## Bloco de texto

In memoriamO Boginhas
Como alguns de voces já sabem o meu estimado e querido Boginhas morreu. Deu o seu ultimo sopro a alguns dias atras.
Custumava dizer quando as pessoas entravam no meu carro, em jeito de brincadeira que era o carro do ano, como era de facto, ano apos ano, muito depois de ja nao ganhar o trofeu, muito depois de deixar de ser belo, ou mesmo moderno, continuou a ser o carro do ano.
Recordo-me das viagens em familia quando era mais pequeno, ao som de police, ouvindo roxete, ou every breath you'll take, que acabavam sempre nos mesmos sitios; na ericeira para andar de patins e com sorte um jogo de mini golfe, em torres vedras para comprar o delicioso pao que por ali se faz, e como de costume comer um frango assado na casa da minha tia, ou entao ao extinto parque de monsanto, onde se podia andar de patins, baloico, comer gelado e entrar dentro de um aviao. Em todas estas o Boginhas comportou-se com toda a graça, elegançia e segurança de quem transporta uma familia lá dentro, a quem é confiado o bem mais precioso de todos, a vida.
Não foram as sucessivas viagens ao algarve, ou mais longe ainda que o impressionavam, nem tao pouco as manhas frias, quando o volante se colava aos nossos dedos de tao frio que estava que o impediram de fazer a sua funçao. O calor de verao tambem nao o assustava, sabia-lhe bem, mesmo sendo todo preto e nao tendo ar condicionado.

## Objetivo declarado
Devolva, sem qualquer alteração, a passagem do texto sobre o Boginhas entre "Custumava dizer quando" e "carro do ano.", ambos incluídos.

## Dados registados

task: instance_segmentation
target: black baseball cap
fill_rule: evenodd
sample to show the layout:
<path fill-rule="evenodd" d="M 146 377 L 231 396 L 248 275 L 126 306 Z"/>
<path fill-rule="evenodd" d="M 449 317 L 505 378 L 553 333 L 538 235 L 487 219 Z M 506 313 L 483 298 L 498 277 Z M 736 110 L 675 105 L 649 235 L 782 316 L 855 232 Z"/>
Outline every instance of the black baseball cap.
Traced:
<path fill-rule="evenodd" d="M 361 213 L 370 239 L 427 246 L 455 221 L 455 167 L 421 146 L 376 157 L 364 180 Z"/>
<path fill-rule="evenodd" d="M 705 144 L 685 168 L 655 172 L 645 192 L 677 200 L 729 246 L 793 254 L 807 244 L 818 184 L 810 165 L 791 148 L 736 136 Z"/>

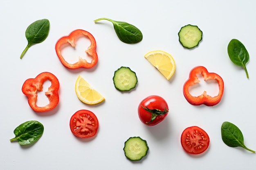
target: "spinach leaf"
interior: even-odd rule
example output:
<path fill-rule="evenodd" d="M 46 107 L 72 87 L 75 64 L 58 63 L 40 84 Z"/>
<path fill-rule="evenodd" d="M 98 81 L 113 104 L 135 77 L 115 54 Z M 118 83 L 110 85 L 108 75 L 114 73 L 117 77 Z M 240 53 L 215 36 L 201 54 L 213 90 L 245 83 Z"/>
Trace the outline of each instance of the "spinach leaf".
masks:
<path fill-rule="evenodd" d="M 247 78 L 249 78 L 245 64 L 249 60 L 249 54 L 245 46 L 239 40 L 232 39 L 227 46 L 227 52 L 230 60 L 234 64 L 243 66 L 245 71 Z"/>
<path fill-rule="evenodd" d="M 10 139 L 11 142 L 17 140 L 20 145 L 27 145 L 35 142 L 43 135 L 44 126 L 36 120 L 26 122 L 14 130 L 15 137 Z"/>
<path fill-rule="evenodd" d="M 45 41 L 49 34 L 49 21 L 46 19 L 38 20 L 29 25 L 25 32 L 28 44 L 21 53 L 20 59 L 33 44 L 40 43 Z"/>
<path fill-rule="evenodd" d="M 221 137 L 223 142 L 229 146 L 242 147 L 255 153 L 255 151 L 247 148 L 244 143 L 244 137 L 239 129 L 234 124 L 225 122 L 221 126 Z"/>
<path fill-rule="evenodd" d="M 136 26 L 126 22 L 114 21 L 106 18 L 94 20 L 94 22 L 106 20 L 112 22 L 117 35 L 122 41 L 127 44 L 135 44 L 142 40 L 142 33 Z"/>

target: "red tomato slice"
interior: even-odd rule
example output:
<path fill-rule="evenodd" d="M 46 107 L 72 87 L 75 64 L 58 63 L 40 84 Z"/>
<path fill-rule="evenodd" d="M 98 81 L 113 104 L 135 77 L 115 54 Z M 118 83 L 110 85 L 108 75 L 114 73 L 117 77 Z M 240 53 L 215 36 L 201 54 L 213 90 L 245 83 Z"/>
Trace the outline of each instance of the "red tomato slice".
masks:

## Resposta ao exercício
Custumava dizer quando as pessoas entravam no meu carro, em jeito de brincadeira que era o carro do ano, como era de facto, ano apos ano, muito depois de ja nao ganhar o trofeu, muito depois de deixar de ser belo, ou mesmo moderno, continuou a ser o carro do ano.